▶ [WORK TASK]: An exact copy of every record below is needed, with all pictures removed.

▶ [LISTED ENTRIES]:
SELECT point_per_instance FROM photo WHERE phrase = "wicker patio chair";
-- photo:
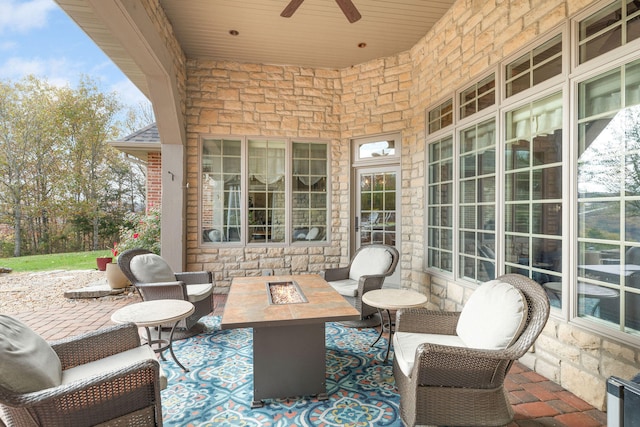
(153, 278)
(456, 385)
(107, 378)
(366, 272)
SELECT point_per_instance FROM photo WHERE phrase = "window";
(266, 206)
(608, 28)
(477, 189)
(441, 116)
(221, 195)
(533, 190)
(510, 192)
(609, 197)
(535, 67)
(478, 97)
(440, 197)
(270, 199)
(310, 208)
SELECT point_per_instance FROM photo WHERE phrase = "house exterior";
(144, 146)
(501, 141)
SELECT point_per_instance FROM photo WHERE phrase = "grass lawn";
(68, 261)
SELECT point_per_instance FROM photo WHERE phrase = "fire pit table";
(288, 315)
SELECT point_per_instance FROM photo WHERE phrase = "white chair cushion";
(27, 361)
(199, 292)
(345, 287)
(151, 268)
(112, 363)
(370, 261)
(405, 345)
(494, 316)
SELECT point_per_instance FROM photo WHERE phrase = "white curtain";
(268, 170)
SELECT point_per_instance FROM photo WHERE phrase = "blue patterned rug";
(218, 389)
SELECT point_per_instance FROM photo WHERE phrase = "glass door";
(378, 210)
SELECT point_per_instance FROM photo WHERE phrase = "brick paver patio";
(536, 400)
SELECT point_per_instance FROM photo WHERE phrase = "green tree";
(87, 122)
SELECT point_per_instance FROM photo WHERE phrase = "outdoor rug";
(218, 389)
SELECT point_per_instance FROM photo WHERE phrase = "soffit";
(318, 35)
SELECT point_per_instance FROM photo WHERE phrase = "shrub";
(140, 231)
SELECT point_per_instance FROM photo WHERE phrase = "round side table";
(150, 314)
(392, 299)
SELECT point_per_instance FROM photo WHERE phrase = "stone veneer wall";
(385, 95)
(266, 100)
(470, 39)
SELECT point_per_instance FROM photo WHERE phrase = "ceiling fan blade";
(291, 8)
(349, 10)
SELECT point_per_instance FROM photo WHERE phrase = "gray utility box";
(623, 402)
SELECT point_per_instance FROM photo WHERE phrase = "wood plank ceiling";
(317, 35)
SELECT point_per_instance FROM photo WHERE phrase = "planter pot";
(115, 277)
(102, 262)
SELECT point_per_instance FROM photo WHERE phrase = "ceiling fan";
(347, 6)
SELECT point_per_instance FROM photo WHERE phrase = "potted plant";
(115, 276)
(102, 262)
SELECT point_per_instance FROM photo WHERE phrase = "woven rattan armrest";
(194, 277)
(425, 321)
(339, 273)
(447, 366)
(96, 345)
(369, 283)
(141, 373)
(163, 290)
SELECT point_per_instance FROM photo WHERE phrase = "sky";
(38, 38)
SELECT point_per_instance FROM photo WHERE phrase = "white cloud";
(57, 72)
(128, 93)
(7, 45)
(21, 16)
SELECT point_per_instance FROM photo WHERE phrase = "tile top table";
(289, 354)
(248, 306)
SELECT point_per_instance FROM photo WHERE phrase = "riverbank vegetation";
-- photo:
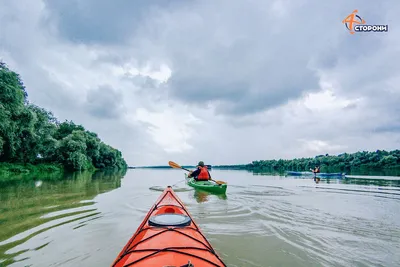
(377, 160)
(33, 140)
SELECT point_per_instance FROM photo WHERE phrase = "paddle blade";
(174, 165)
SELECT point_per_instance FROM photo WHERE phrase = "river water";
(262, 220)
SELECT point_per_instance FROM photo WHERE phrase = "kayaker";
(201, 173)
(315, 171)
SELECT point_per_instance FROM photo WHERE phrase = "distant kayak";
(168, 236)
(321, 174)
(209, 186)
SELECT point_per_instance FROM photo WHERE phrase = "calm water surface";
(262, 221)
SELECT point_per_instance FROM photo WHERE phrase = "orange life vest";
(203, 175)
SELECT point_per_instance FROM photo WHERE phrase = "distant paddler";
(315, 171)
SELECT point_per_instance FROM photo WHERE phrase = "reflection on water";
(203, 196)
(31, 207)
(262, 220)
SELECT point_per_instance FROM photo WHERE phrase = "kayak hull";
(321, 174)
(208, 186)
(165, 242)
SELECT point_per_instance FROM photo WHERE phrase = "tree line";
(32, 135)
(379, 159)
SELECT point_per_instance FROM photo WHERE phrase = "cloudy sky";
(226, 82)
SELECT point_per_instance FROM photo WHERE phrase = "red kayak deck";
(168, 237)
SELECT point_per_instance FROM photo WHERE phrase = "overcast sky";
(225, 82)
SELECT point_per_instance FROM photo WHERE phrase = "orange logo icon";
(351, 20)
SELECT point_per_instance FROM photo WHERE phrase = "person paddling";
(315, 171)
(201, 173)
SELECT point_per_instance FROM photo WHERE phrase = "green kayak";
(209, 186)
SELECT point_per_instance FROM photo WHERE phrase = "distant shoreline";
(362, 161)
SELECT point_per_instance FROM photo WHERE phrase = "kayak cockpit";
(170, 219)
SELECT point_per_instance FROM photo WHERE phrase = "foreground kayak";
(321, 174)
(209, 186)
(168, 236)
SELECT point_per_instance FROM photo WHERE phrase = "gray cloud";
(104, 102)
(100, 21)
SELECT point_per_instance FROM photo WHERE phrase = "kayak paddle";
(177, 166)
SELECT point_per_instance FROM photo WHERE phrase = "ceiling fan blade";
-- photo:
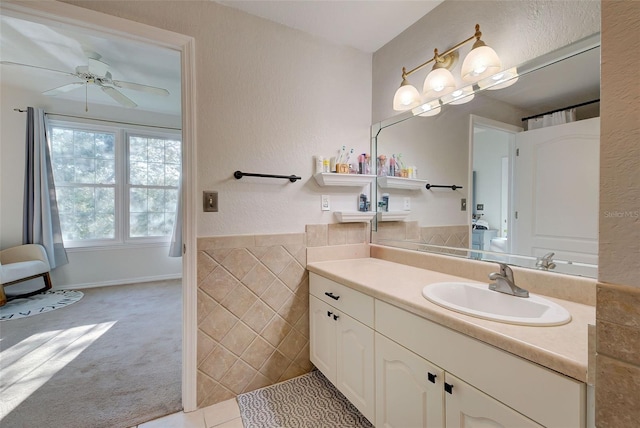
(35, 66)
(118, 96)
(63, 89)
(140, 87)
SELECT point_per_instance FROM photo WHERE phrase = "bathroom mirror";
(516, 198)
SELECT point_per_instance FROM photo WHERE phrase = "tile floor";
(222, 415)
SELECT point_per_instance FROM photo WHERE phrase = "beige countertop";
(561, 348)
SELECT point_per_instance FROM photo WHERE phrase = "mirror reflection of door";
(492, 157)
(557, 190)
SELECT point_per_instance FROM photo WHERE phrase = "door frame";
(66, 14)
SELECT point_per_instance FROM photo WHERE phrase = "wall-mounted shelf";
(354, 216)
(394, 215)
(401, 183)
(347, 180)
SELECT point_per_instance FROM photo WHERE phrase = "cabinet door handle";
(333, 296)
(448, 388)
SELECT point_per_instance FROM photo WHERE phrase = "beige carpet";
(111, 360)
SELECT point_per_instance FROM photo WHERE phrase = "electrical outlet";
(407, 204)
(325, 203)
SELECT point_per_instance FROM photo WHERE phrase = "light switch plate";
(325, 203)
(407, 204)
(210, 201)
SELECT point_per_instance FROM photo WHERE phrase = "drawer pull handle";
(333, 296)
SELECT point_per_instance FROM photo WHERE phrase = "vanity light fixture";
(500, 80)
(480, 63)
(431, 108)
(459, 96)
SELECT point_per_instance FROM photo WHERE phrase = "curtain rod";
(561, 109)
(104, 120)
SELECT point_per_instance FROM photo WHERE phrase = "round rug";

▶ [SOLVED EXERCISE]:
SELECT point_per_instance FROM photo WHERE phrase = "wicker patio chair";
-- photo:
(153, 278)
(456, 385)
(107, 378)
(366, 272)
SELECT point_per_instance FROM photo WHERE phrase = "window";
(266, 206)
(608, 28)
(477, 189)
(441, 116)
(221, 195)
(533, 190)
(510, 192)
(609, 197)
(535, 67)
(478, 97)
(440, 197)
(270, 199)
(310, 208)
SELECT point_per_instance FROM photo WHERE phrase = "house exterior";
(144, 146)
(501, 141)
SELECT point_per_instance FROM photo WHERE phrase = "grass lawn";
(68, 261)
SELECT point_per_instance FROM photo WHERE phrase = "fire pit table";
(288, 315)
SELECT point_per_instance FROM photo WHERE phrase = "white chair cushion";
(27, 361)
(199, 292)
(345, 287)
(151, 268)
(112, 363)
(370, 261)
(405, 345)
(494, 316)
SELECT point_per_instance FROM photo WHERE phrase = "white curtain";
(268, 170)
SELECT point_per_instance FROM photo WHERE phrase = "blue patterned rug";
(218, 389)
SELECT point_per_instance FROM photo WHERE phrase = "glass door";
(378, 210)
SELECT point_per_instance FROM photo WHERE phrase = "brick paver patio";
(536, 400)
SELECT point_per_instance FROM photo WHERE phrase = "green tree";
(87, 122)
SELECT point_per_instance FROM photo WHERE phrase = "outdoor rug";
(218, 389)
SELECT point_per_instance FROM photo WHERE phrase = "soffit";
(318, 35)
SELECT point_per_instance FROM photo WHERE phrase = "shrub";
(140, 231)
SELECT point_per_instance FROM photo WHERE phrase = "round side table";
(150, 314)
(392, 299)
SELECT point_per_instance FROM photo WHERE phrase = "stone veneer wall";
(385, 95)
(266, 100)
(470, 39)
SELECT point_per_instance FROM photo WHERE phrase = "ceiling fan blade";
(291, 8)
(349, 10)
SELECT point_per_instance FROM photo WHERE phrase = "gray utility box";
(623, 402)
SELECT point_per_instance FROM photo WHERE phrase = "wood plank ceiling";
(317, 35)
SELECT point_per_instance FROM photo WHERE phrase = "planter pot";
(115, 277)
(102, 262)
SELECT point_per_instance FROM photo WHERE phrase = "ceiling fan";
(347, 6)
SELECT point_per_instance FROM photo WHERE phrase = "potted plant";
(115, 276)
(102, 262)
SELECT point_per_instance FROM photo WHERE phrase = "woven rattan armrest";
(194, 277)
(425, 321)
(339, 273)
(447, 366)
(96, 345)
(369, 283)
(141, 373)
(163, 290)
SELECT point_per_instance FROM photo WHERE phrase = "sky";
(38, 38)
SELECT point_per_instance FROM photo WHERE phrase = "white cloud";
(57, 72)
(128, 93)
(7, 45)
(21, 16)
SELECT point_per_instance FROM photo WHERE phrase = "tile top table";
(289, 354)
(248, 306)
SELECT point_per_instance FROM photo WHERE phrase = "riverbank vegetation";
-- photo:
(377, 160)
(33, 140)
SELECT point_per_instance FROM photo WHERE phrase = "paddle blade";
(174, 165)
SELECT point_per_instance FROM photo WHERE phrase = "river water";
(262, 220)
SELECT point_per_instance FROM photo WHERE phrase = "kayaker";
(201, 173)
(315, 171)
SELECT point_per_instance FROM photo WHERE phrase = "distant kayak";
(168, 236)
(321, 174)
(209, 186)
SELECT point_per_instance FROM photo WHERE phrase = "calm water surface";
(262, 221)
SELECT point_per_instance FROM photo WHERE phrase = "orange life vest";
(203, 175)
SELECT point_per_instance FROM photo WHERE phrase = "distant paddler";
(315, 171)
SELECT point_per_instance FROM photo WHERE phrase = "reflection on water";
(203, 196)
(31, 207)
(262, 220)
SELECT point_per_instance FROM photo WHERE phrase = "kayak hull";
(321, 174)
(208, 186)
(165, 242)
SELECT point_per_instance FROM photo WHERE phrase = "tree line";
(32, 135)
(379, 159)
SELECT point_per_instance FROM photo WHERE phrase = "cloudy sky";
(226, 82)
SELECT point_per_instance FROM photo WHERE phrase = "red kayak deck";
(168, 237)
SELECT point_per_instance FROM photo WHERE phrase = "overcast sky";
(225, 82)
SELECT point_per_instance FROM photo WHERE phrase = "orange logo icon";
(351, 20)
SELECT point_per_instance FROM photo WHERE phrase = "person paddling";
(315, 171)
(201, 173)
SELECT point_per_instance FROM photo WHERE phrase = "green kayak";
(209, 186)
SELECT point_per_instance FROM photo WHERE phrase = "distant shoreline";
(362, 161)
SELECT point_per_instance FROM photo WHERE phrase = "kayak cockpit";
(170, 219)
SELECT point_per_instance FROM photo WHERE phrase = "foreground kayak";
(321, 174)
(209, 186)
(168, 236)
SELECT point_per_instance FROM photo WHERE phrase = "gray cloud";
(104, 102)
(100, 21)
SELECT point_per_instance FROM photo WHERE phrase = "kayak paddle";
(177, 166)
SELECT point_per_instance FROM photo WHERE phrase = "ceiling fan blade";
-- photo:
(35, 66)
(118, 96)
(63, 89)
(140, 87)
SELECT point_per_instance FROM photo WHERE phrase = "bathroom mirror";
(516, 198)
SELECT point_per_instance FROM photo WHERE phrase = "tile floor";
(222, 415)
SELECT point_per_instance FROM photo WHERE phrase = "beige countertop";
(561, 348)
SELECT point_per_instance FROM photo WHERE phrase = "mirror reflection of door";
(492, 157)
(557, 190)
SELECT point_per_instance FROM photo WHERE phrase = "door frame";
(66, 14)
SELECT point_per_instance FROM photo WHERE phrase = "wall-mounted shelf";
(354, 216)
(394, 215)
(401, 183)
(347, 180)
SELECT point_per_instance FROM photo WHERE phrase = "cabinet door handle";
(333, 296)
(448, 388)
SELECT point_per_instance FROM photo WHERE phrase = "beige carpet";
(111, 360)
SELECT point_per_instance FROM photo WHERE phrase = "electrical outlet";
(407, 204)
(325, 203)
SELECT point_per_instance FROM photo WHERE phrase = "light switch plate";
(325, 203)
(407, 204)
(210, 201)
SELECT point_per_instance FROM photo WHERE phrase = "drawer pull handle";
(333, 296)
SELECT point_per_instance FROM photo WHERE phrase = "vanity light fixture";
(500, 80)
(480, 63)
(431, 108)
(459, 96)
SELECT point_per_instance FROM photo WHERE phrase = "curtain rod";
(561, 109)
(104, 120)
SELECT point_per_instance FROM photo WHERE phrase = "round rug";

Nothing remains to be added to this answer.